Qualified Immunity

Joe Biden Isn't Ready To End Qualified Immunity

In attempting to appeal to everyone, the Democratic presidential candidate misses the mark.


Presumptive Democratic presidential nominee Joe Biden has spent decades managing a "moderate" balancing act. The result is a wobbly policy platform that attempts to appeal to everyone but feels fully satisfactory to few.

Take the candidate's collaboration with Bernie Sanders, the Vermont senator who recently ran against him for the Democratic nomination. Over the last few months, the duo's "Unity Task Force" tackled a host of issues, including qualified immunity, the legal framework that lets public officials who violate your rights avoid federal civil rights suits.

A tripartisan push is underway to change this. Reps. Justin Amash (L–Mich.) and Ayanna Pressley (D–Mass.) introduced a bill recently to end the doctrine entirely. Though the GOP has been slower to warm to the subject, Sen. Mike Braun (R–Ind.) crafted his own legislation that would radically alter qualified immunity, allowing officials to invoke it only when relevant case law, federal regulation, federal statutes, and state statutes specifically permit the conduct in question—essentially reversing the current approach, in which officials are held liable only if the way they violated your rights has been described with exacting detail in previous case law.

COLLECTED DATA:
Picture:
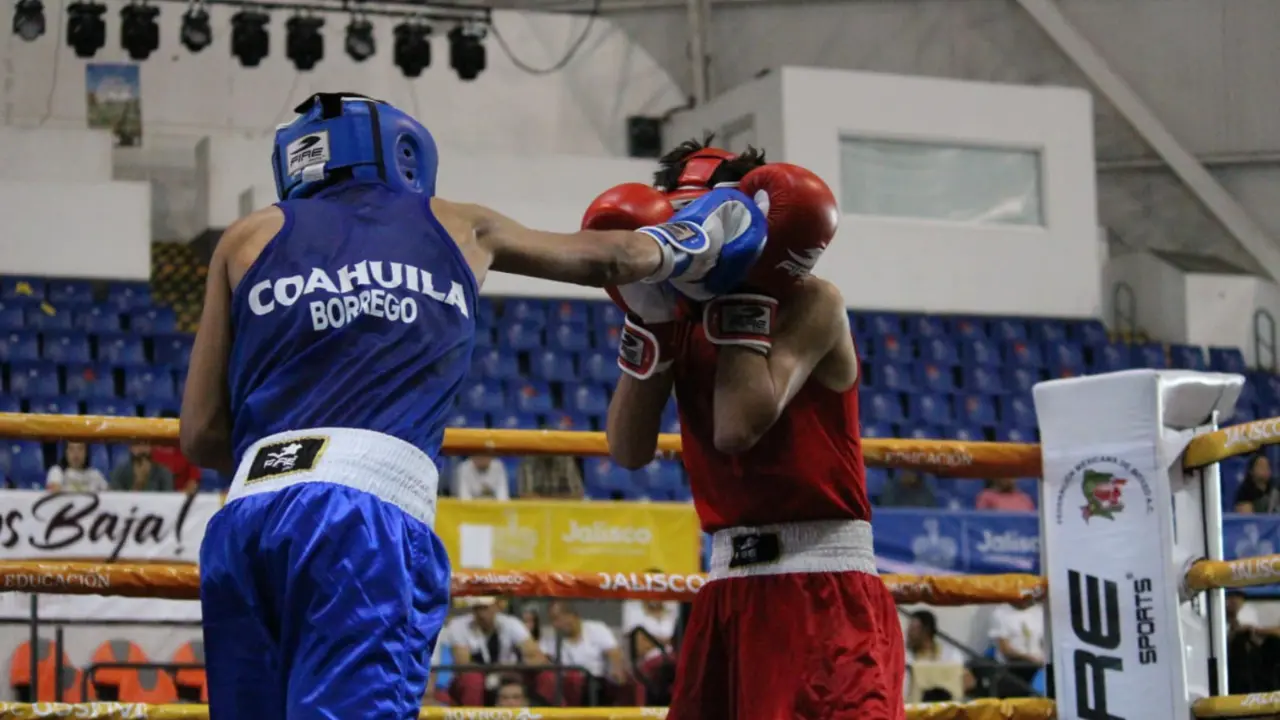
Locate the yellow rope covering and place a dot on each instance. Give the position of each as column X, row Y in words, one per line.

WORK REQUIRED:
Rewrite the passage of the qualified immunity article that opens with the words containing "Joe Biden Isn't" and closes with "civil rights suits.", putting "shaky" in place of "wobbly". Use only the article to respond.

RESPONSE TO THIS EXERCISE:
Joe Biden Isn't Ready To End Qualified Immunity

In attempting to appeal to everyone, the Democratic presidential candidate misses the mark.


Presumptive Democratic presidential nominee Joe Biden has spent decades managing a "moderate" balancing act. The result is a shaky policy platform that attempts to appeal to everyone but feels fully satisfactory to few.

Take the candidate's collaboration with Bernie Sanders, the Vermont senator who recently ran against him for the Democratic nomination. Over the last few months, the duo's "Unity Task Force" tackled a host of issues, including qualified immunity, the legal framework that lets public officials who violate your rights avoid federal civil rights suits.